Goal:
Write out the records from the start through the line with "(1027, 840)", replacing "table top" with "desk surface" and keeping everything else the same. Leave out the pictures.

Exercise inputs:
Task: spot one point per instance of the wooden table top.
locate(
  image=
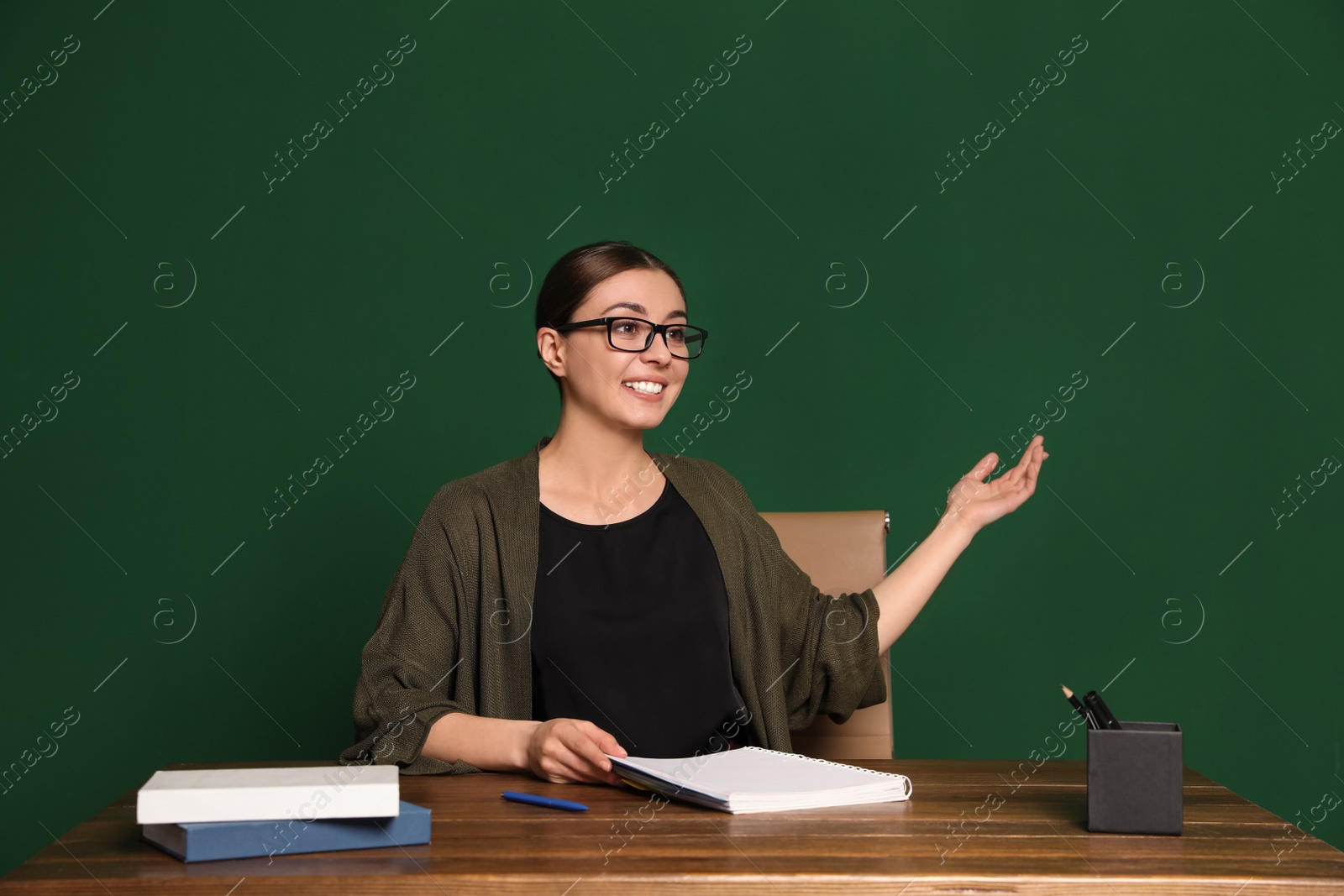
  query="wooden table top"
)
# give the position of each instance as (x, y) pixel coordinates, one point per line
(1027, 840)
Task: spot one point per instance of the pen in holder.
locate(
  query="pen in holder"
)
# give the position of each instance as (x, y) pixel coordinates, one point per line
(1135, 778)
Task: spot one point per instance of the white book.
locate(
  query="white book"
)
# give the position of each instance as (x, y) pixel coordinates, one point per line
(262, 794)
(757, 779)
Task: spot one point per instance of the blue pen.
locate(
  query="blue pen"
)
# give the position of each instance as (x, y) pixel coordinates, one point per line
(542, 801)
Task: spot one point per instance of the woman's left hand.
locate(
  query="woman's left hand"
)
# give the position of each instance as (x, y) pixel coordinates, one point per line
(974, 503)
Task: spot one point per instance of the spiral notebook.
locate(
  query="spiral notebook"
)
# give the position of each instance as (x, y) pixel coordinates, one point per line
(759, 779)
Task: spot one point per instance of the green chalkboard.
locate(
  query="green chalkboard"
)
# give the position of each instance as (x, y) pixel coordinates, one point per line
(924, 231)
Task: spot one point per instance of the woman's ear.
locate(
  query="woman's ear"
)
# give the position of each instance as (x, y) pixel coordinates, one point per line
(548, 348)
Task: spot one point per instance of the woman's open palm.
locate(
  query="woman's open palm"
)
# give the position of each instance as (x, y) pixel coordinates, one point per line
(974, 503)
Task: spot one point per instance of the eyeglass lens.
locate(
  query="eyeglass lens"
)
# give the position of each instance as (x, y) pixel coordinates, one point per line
(632, 335)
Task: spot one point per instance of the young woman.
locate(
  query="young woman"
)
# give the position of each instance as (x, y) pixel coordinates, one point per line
(593, 598)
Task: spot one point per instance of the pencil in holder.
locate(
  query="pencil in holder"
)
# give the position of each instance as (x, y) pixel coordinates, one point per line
(1135, 778)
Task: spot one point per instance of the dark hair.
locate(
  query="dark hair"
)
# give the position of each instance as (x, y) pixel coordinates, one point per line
(578, 270)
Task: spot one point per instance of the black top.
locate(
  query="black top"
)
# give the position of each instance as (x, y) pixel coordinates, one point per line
(631, 631)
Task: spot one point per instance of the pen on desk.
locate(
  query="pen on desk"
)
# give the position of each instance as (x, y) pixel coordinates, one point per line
(1081, 708)
(542, 801)
(1104, 718)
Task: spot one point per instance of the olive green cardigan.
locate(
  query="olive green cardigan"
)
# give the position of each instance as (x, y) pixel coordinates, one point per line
(454, 634)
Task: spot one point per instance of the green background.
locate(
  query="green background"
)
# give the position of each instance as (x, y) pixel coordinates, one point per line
(885, 360)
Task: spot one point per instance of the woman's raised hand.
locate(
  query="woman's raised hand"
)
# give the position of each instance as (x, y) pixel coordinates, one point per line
(571, 752)
(974, 503)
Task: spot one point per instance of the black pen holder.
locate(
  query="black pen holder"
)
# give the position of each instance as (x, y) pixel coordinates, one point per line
(1135, 778)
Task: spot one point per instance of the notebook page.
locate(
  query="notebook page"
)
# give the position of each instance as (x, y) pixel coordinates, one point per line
(768, 772)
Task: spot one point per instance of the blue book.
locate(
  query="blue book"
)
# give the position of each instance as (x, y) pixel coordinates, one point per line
(210, 840)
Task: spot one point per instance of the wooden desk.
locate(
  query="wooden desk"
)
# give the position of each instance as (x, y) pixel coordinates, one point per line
(1034, 842)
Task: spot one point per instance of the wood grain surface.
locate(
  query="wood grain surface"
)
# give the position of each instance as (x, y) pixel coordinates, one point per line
(967, 829)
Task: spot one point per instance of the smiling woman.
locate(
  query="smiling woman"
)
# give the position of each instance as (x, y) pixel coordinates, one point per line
(535, 625)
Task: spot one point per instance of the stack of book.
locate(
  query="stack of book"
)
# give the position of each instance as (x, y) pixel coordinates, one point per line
(241, 813)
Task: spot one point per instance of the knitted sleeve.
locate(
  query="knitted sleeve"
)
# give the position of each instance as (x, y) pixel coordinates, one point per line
(828, 660)
(407, 668)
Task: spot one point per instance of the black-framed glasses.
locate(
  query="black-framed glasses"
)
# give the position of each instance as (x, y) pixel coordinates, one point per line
(636, 335)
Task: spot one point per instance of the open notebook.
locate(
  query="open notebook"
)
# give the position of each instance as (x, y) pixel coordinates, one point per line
(759, 779)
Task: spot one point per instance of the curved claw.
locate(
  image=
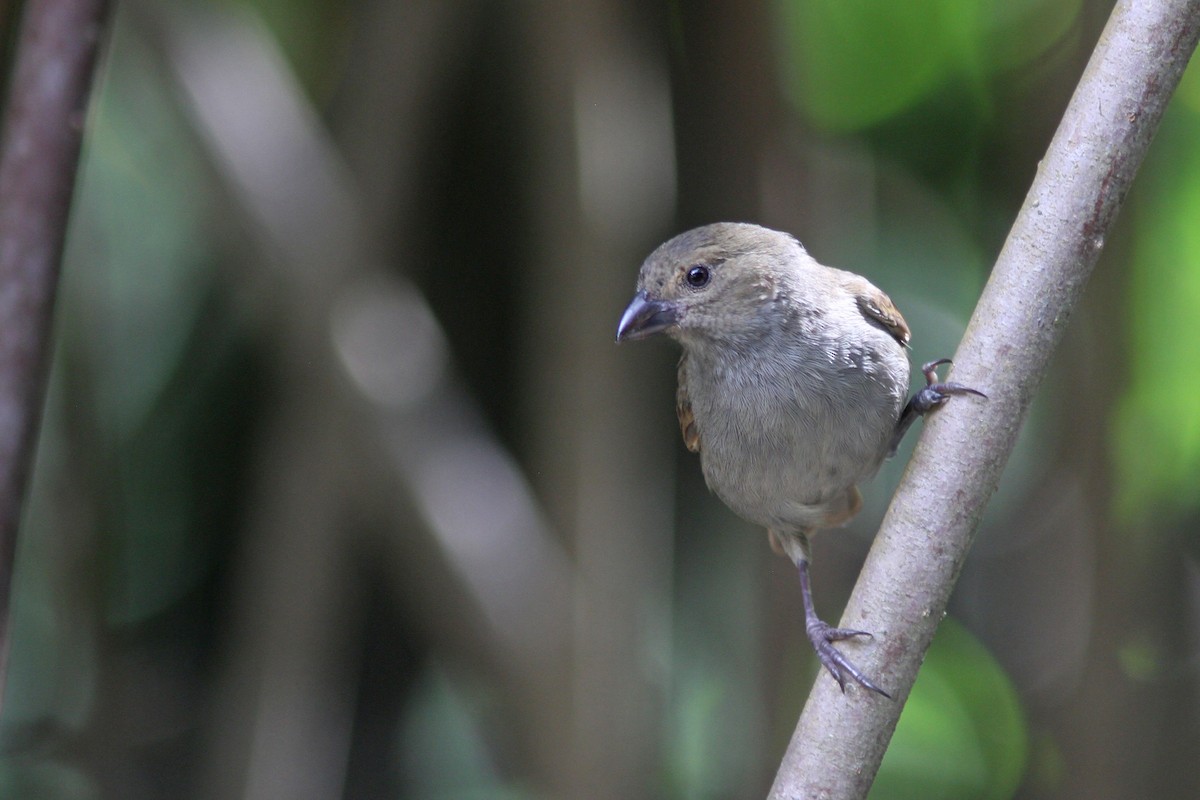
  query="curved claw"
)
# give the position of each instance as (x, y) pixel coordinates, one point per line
(839, 666)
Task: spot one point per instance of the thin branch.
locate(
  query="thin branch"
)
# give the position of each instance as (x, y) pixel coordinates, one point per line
(47, 103)
(1038, 278)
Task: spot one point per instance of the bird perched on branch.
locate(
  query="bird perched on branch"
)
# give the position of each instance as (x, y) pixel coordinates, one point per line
(792, 385)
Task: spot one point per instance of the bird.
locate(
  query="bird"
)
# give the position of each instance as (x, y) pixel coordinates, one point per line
(792, 386)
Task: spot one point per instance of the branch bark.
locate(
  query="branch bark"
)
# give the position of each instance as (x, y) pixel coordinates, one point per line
(1038, 278)
(43, 128)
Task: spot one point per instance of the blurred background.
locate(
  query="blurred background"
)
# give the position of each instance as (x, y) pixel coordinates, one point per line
(345, 489)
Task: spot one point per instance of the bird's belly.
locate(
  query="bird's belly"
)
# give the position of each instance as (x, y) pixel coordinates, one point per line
(787, 465)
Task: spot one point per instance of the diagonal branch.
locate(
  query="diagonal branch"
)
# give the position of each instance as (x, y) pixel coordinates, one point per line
(42, 132)
(1036, 283)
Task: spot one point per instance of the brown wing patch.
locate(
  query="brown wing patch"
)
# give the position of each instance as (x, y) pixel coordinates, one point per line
(683, 410)
(879, 308)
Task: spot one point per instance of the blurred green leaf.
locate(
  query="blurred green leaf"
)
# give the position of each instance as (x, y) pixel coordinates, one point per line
(963, 732)
(1156, 431)
(442, 747)
(852, 65)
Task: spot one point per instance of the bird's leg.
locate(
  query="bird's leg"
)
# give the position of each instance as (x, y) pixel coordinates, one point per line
(934, 394)
(821, 633)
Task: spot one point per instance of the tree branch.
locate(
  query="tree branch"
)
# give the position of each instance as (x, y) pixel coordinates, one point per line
(1038, 278)
(43, 127)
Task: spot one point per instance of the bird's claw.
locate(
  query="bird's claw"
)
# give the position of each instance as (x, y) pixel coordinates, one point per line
(935, 392)
(839, 666)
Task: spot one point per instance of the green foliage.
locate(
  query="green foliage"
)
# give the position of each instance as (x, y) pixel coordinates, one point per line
(963, 732)
(853, 65)
(1156, 431)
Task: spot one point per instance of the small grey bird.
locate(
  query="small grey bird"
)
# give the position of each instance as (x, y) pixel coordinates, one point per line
(792, 385)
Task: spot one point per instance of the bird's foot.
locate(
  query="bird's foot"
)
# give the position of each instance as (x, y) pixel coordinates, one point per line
(935, 392)
(839, 666)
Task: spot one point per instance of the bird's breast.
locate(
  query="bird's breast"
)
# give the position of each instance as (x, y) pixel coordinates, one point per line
(783, 438)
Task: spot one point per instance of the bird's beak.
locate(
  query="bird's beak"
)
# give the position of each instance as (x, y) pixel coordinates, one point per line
(645, 317)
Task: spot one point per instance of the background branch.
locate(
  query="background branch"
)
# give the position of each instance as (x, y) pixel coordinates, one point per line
(43, 127)
(1036, 283)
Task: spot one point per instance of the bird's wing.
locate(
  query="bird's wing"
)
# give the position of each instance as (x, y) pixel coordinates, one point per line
(879, 308)
(683, 410)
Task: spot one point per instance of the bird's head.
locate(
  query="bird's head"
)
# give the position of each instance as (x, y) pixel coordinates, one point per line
(717, 283)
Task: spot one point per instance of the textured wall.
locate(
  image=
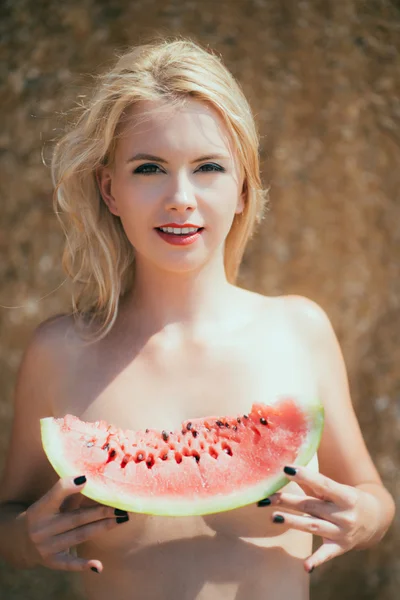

Correct response:
Task: spot one point per instance of the wooden desk surface.
locate(
  image=
  query="wooden desk surface"
)
# give the position of each instance as (x, y) pixel coordinates, one point per line
(1027, 840)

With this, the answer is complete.